Filter the entries down to the lines holding "below", then copy those lines.

(Data items)
■ ■ ■

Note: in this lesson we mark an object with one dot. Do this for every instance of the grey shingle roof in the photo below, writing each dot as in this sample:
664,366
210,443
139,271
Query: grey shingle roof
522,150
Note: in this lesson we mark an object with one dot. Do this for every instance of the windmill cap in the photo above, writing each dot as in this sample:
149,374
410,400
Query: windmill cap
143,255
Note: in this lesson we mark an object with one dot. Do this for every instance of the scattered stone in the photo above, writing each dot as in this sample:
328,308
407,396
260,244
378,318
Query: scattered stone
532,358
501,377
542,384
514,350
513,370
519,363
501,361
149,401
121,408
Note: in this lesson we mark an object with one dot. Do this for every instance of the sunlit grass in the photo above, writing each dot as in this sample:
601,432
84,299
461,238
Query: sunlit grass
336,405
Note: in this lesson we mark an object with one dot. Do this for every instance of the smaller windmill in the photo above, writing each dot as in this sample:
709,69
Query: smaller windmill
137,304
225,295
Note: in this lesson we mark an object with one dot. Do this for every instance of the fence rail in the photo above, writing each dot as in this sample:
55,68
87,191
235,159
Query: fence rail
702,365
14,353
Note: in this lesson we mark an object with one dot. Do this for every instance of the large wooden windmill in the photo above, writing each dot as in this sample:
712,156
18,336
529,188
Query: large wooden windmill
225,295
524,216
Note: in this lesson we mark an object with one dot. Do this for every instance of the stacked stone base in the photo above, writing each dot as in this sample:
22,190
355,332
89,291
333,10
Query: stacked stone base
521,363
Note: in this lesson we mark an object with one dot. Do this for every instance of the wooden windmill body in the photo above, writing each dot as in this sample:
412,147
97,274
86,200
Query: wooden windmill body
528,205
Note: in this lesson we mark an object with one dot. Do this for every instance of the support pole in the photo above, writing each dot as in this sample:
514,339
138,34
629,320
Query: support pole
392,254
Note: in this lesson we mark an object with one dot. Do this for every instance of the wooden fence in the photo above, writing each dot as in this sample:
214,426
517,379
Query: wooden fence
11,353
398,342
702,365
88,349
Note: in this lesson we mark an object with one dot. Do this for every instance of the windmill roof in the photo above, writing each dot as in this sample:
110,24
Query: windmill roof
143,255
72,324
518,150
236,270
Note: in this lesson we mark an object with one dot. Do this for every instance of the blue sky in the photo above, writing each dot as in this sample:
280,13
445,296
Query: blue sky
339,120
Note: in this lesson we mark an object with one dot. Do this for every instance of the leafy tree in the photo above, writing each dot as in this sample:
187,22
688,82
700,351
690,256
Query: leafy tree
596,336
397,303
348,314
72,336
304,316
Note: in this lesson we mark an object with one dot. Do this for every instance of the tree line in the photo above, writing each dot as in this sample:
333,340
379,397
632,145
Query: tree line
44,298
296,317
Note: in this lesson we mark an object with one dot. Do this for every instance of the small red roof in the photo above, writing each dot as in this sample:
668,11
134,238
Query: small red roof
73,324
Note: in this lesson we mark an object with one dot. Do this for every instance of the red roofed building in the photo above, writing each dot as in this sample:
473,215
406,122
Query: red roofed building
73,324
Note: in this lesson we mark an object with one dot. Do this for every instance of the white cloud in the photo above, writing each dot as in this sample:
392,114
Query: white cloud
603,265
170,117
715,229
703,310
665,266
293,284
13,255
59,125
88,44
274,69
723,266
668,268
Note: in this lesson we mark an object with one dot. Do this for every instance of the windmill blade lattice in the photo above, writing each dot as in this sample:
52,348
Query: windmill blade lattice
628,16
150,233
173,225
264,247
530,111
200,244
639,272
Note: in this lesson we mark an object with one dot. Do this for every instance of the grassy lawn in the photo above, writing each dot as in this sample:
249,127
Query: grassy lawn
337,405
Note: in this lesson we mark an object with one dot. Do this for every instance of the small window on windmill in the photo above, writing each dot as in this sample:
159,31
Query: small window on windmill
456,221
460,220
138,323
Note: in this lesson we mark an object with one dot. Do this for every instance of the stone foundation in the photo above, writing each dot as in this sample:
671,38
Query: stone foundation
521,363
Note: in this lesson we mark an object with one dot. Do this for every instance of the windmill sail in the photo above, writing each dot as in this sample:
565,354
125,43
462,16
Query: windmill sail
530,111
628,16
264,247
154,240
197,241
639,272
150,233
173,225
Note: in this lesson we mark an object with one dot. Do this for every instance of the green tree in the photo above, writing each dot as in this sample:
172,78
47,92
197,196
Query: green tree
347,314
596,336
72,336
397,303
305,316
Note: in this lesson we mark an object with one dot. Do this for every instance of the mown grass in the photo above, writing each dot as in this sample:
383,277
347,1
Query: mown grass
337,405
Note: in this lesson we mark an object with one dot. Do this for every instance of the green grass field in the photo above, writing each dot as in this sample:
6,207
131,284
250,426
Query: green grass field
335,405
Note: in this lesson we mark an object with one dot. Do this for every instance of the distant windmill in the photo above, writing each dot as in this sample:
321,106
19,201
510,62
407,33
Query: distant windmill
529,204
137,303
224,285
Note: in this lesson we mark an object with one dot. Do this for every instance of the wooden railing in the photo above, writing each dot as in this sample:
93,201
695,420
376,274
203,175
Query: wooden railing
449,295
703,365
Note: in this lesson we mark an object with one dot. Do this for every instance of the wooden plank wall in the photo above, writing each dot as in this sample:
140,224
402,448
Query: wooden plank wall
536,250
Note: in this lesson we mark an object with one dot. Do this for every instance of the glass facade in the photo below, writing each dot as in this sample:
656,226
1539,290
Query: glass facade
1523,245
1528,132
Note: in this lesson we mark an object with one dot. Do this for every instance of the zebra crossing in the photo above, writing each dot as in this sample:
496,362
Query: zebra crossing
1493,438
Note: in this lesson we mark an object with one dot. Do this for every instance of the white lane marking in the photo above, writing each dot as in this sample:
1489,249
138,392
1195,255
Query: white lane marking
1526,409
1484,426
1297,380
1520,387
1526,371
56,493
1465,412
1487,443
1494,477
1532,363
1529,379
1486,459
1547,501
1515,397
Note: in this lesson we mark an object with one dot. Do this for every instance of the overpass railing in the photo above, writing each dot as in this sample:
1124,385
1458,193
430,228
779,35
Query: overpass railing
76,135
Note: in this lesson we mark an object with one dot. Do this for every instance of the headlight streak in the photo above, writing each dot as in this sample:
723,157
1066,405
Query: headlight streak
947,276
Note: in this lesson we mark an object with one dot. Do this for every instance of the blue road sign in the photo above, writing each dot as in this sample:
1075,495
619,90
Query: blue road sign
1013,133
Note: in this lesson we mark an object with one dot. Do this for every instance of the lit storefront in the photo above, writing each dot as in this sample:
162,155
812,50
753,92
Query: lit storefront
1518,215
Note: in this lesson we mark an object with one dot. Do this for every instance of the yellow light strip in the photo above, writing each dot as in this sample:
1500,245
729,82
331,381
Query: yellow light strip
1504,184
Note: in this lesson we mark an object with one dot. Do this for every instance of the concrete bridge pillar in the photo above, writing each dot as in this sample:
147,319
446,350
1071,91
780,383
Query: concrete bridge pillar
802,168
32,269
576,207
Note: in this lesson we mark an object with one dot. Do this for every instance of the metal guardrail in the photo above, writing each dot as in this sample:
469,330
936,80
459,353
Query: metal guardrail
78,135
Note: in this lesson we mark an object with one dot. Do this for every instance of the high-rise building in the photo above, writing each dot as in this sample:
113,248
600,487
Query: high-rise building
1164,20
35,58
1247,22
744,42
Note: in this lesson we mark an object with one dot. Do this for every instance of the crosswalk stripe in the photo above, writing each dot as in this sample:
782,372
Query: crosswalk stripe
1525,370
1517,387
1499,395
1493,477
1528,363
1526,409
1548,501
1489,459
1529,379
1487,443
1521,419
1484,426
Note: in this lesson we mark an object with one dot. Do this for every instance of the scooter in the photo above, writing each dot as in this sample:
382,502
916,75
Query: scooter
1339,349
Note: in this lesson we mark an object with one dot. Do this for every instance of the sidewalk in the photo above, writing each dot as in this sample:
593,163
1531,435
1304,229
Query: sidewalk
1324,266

■ ■ ■

**Answer box**
Note: in this lesson we mark an object with one dot. Do this for every instance of the grey shingle roof in the photo below, writing each dot as in this sample:
Note: in this lesson we mark an object with one dot. Do this for every instance of the glass facade in the photo below, writing each dot as in this sample:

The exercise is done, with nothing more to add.